• [DATA SUPPLIED]
------------------------------
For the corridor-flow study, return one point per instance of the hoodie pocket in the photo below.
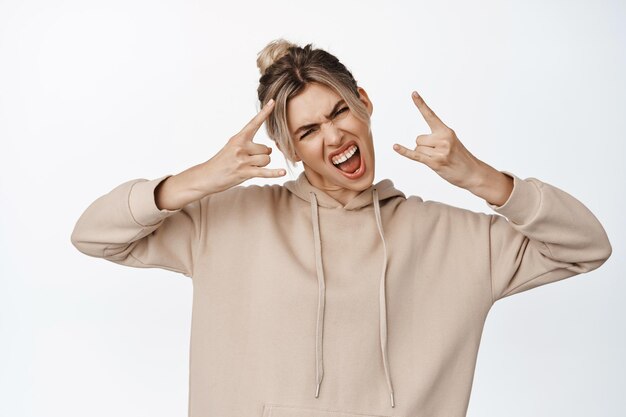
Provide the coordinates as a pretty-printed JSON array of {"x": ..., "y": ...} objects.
------------------------------
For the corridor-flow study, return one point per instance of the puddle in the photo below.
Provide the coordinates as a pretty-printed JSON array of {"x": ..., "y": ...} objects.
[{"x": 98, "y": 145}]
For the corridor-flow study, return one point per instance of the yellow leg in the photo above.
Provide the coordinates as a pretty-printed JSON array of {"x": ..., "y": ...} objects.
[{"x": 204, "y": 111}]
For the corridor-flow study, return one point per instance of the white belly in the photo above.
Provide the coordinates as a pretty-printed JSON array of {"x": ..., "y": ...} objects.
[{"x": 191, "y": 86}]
------------------------------
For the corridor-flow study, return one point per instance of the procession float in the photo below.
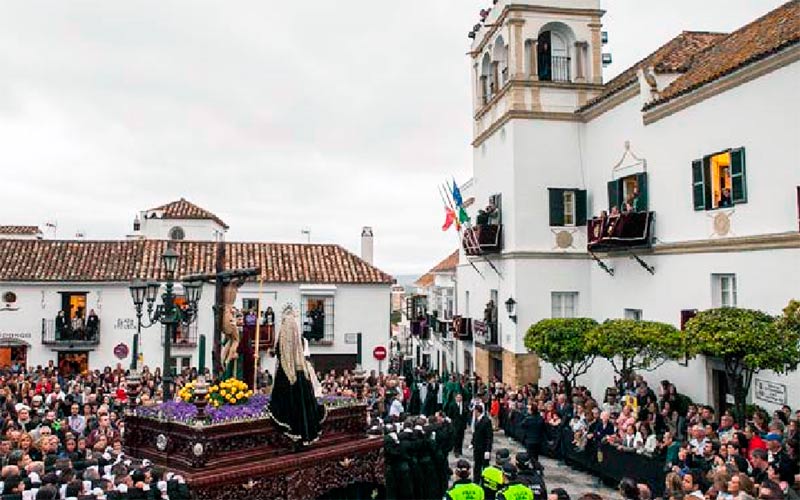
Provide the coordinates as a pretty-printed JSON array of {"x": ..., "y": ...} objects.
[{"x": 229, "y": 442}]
------------------------------
• [INSTRUCTION] Gather every line of the records that contains the string "flow", copying each line in full. Case counts.

• [ANSWER FOR THIS EXERCISE]
For the corridor-flow study, return one point per instance of the hoodie pocket in the photo below.
For the corridor-flow study, return one point per instance of the puddle in the photo below.
For the corridor-flow study, return one point per instance of the yellow leg in the photo above.
For the corridor-flow study, return one point per instance of the white belly in the photo above.
For the corridor-flow study, return one point per instance of the procession float in the photo below.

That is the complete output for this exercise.